Passage given:
☆ ☆ ☆
The usual variational argument of [9] or the more rigorous proofs in [4–6] yield:

\begin{matrix} g^{*} (y) = \frac{e^{- \sum_{k = 1}^{M} λ_{k}^{*} y^{α_{k}}}}{Z (λ^{*})} \\ p_{k} = \frac{e^{- a_{k} λ_{k}^{*}}}{e^{- a_{k} λ_{k}^{*}} + e^{- b_{k} λ_{k}^{*}}} . \end{matrix}

(16)

Here, the normalization factor Z(λ) is as above. This time, the vector λ^* of Lagrange multipliers is to be found minimizing the dual entropy:

Σ (λ) = \ln Z (λ) + \sum_{k = 1}^{M} \ln (e^{- a_{k} λ_{k}} + e^{- b_{k} λ_{k}}) + < λ, μ >

(17)

Once λ^* is found, the estimator of the measurement error is, as implicit in Equation (13), given by:

\in_{k} = \frac{a_{k} e^{- a_{k} λ_{k}^{*}} + b_{k} e^{- b_{k} λ_{k}^{*}}}{e^{- a_{k} λ_{k}^{*}} + e^{- b_{k} λ_{k}^{*}}} .

(18)

Notice that, although the formal expression for g^*(y) is the same as that for the first method, the result is different, because the λ^* is found minimizing a different functional.

So as not to interrupt the flow of ideas, we compile the basic model behind the results that we just presented, as well as some simple, but necessary computations in the Appendix.

3. Numerical Implementations

Here, we suppose that the random variable of interest follows a lognormal distribution with known parameters μ = 1 and σ = 0.1: Even though it is a simple example, it is rather representative of the type of distributions appearing in applications. As said, our data will consist of simulated data, and we shall consider two data sets of different sizes.

To produce the two examples, do the following:

(1)

Simulate two samples {s₁, …, s_N} of sizes N = 200 and N = 1,000 from the lognormal distribution.

(2)
☆ ☆ ☆
What this task involves:
Return the span of the entropy passage from "Here, the normalization" up to and including "a different functional.", reproduced verbatim. The listing that follows has no connection to the entropy passage.
☆ ☆ ☆
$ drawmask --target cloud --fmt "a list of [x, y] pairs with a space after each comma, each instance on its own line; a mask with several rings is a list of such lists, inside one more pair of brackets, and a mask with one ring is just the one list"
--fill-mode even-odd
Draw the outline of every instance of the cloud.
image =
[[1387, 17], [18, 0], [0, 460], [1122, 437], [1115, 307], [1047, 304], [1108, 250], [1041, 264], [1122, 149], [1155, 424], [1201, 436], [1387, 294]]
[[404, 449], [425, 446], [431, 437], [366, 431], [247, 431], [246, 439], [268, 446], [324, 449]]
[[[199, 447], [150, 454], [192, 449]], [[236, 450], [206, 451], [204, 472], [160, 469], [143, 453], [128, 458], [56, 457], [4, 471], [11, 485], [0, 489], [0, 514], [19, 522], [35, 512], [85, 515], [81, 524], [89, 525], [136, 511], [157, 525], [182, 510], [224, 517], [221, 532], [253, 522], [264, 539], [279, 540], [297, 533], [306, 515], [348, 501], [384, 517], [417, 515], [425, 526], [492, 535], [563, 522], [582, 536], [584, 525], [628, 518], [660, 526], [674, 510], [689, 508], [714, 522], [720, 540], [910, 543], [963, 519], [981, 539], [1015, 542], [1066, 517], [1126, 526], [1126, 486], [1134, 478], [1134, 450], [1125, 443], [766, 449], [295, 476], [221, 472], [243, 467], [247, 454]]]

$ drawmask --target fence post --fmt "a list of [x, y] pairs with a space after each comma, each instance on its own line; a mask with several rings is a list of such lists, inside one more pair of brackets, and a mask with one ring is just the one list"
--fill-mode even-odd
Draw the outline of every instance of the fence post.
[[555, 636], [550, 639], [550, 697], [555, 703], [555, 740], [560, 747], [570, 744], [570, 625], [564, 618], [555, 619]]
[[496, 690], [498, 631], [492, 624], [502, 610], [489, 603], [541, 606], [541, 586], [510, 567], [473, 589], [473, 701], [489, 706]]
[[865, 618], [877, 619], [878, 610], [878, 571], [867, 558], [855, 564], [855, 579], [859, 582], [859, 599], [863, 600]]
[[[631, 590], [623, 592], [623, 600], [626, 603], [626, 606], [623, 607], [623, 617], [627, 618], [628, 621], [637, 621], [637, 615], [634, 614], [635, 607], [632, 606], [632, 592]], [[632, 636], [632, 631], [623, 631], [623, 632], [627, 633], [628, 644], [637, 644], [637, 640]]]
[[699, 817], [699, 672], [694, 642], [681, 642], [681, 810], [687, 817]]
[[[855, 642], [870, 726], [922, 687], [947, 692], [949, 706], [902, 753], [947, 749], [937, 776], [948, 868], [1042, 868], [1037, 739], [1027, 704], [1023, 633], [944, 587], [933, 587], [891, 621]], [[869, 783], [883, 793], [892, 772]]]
☆ ☆ ☆
Answer to this problem:
Here, the normalization factor Z(λ) is as above. This time, the vector λ^* of Lagrange multipliers is to be found minimizing the dual entropy:

Σ (λ) = \ln Z (λ) + \sum_{k = 1}^{M} \ln (e^{- a_{k} λ_{k}} + e^{- b_{k} λ_{k}}) + < λ, μ >

(17)

Once λ^* is found, the estimator of the measurement error is, as implicit in Equation (13), given by:

\in_{k} = \frac{a_{k} e^{- a_{k} λ_{k}^{*}} + b_{k} e^{- b_{k} λ_{k}^{*}}}{e^{- a_{k} λ_{k}^{*}} + e^{- b_{k} λ_{k}^{*}}} .

(18)

Notice that, although the formal expression for g^*(y) is the same as that for the first method, the result is different, because the λ^* is found minimizing a different functional.